**Your task:** When the line with "Provide the segmentation of every instance of the white" appears below, start repeating lines exactly, and keep going through the line with "Provide the segmentation of every instance of the bicycle"; add nothing outside that span.

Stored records
◇ ◇ ◇

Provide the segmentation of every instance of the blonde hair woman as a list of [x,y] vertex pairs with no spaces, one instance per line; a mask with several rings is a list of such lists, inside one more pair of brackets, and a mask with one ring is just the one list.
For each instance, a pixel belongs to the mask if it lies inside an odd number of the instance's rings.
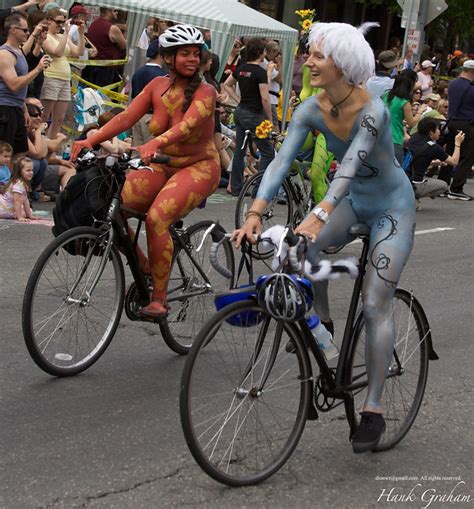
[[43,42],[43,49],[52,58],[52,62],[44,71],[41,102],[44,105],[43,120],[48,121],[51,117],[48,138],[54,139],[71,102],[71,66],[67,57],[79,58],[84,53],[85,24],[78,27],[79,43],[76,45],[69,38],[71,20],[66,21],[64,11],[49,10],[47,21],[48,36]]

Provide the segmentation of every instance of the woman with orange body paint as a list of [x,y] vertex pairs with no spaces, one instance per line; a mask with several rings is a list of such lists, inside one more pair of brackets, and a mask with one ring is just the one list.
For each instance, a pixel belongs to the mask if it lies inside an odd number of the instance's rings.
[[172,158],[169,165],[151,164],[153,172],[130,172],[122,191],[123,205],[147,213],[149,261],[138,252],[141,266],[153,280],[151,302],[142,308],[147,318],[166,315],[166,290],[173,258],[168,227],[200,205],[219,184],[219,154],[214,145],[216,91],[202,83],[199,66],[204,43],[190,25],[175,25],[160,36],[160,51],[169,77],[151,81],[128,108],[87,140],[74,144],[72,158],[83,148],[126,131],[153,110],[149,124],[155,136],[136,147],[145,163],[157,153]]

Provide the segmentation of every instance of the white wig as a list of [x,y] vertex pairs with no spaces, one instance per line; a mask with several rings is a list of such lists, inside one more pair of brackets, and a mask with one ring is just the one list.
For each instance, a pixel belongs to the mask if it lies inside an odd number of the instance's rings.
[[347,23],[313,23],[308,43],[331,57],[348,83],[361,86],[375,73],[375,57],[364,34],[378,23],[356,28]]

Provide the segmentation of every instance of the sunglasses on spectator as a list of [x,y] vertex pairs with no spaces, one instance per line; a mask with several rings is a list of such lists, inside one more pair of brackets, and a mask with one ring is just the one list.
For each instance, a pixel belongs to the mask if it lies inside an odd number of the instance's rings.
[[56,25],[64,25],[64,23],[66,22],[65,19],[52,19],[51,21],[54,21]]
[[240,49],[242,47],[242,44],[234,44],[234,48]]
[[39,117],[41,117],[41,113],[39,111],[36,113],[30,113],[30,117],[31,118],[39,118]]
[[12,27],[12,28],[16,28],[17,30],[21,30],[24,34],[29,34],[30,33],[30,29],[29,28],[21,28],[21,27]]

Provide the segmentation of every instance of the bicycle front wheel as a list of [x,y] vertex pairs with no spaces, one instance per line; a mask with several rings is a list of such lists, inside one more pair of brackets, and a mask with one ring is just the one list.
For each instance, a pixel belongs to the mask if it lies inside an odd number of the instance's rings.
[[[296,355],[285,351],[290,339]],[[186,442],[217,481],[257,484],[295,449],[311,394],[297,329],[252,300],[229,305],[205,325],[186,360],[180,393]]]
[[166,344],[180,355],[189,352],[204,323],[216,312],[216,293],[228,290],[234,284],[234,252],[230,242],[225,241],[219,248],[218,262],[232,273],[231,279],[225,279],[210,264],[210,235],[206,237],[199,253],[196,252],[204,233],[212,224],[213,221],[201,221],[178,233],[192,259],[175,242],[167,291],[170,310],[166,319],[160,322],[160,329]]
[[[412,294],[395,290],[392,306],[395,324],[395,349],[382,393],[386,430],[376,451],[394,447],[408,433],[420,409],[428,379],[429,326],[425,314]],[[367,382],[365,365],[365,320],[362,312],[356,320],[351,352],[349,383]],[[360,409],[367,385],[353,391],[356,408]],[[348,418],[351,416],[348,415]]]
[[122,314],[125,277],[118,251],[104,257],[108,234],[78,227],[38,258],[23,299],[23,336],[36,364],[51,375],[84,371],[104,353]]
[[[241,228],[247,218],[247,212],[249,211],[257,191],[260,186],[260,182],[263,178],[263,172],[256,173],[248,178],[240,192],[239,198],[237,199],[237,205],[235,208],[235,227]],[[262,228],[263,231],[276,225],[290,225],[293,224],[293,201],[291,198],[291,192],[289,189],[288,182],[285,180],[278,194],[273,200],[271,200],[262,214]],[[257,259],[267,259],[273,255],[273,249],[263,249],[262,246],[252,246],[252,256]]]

◇ ◇ ◇

**Expected output:**
Provide the segmentation of every instance of the white wig as a list of [x,y] vertex pairs with no spaces, one instance per line; a mask with several rings is a list of such lists, inside one more pair of brackets, and a mask with one ring is just the one list.
For each instance, a pixel belongs to the mask if it lies inside an odd number of the instance's rings.
[[347,23],[313,23],[308,43],[331,57],[348,83],[361,86],[375,73],[375,57],[364,34],[378,23],[356,28]]

Provide the segmentation of every instance of the sunglasses on spectator as a list of [x,y] vertex pairs with no spaces, one instance per line; a mask with several rings is a list of such lists, inside one more pair of brackets, and a mask with one ring is just the one list.
For each instance, a pixel belongs to the mask if it lies inside an odd number of the instance's rings.
[[56,25],[64,25],[64,23],[66,22],[65,19],[52,19],[51,21],[54,21]]
[[240,49],[242,47],[242,44],[234,44],[234,48]]
[[39,117],[41,117],[41,113],[39,111],[36,113],[30,113],[30,117],[31,118],[39,118]]
[[12,27],[12,28],[16,28],[17,30],[21,30],[24,34],[29,34],[30,33],[30,29],[29,28],[21,28],[21,27]]

Provide the segmentation of every instance of the bicycle front wheel as a list of [x,y] vertex pairs with no spaces, one instance per line; a mask with several rings is a list of such lists, inside one more pair of brackets, and a mask with one ring is just the one list.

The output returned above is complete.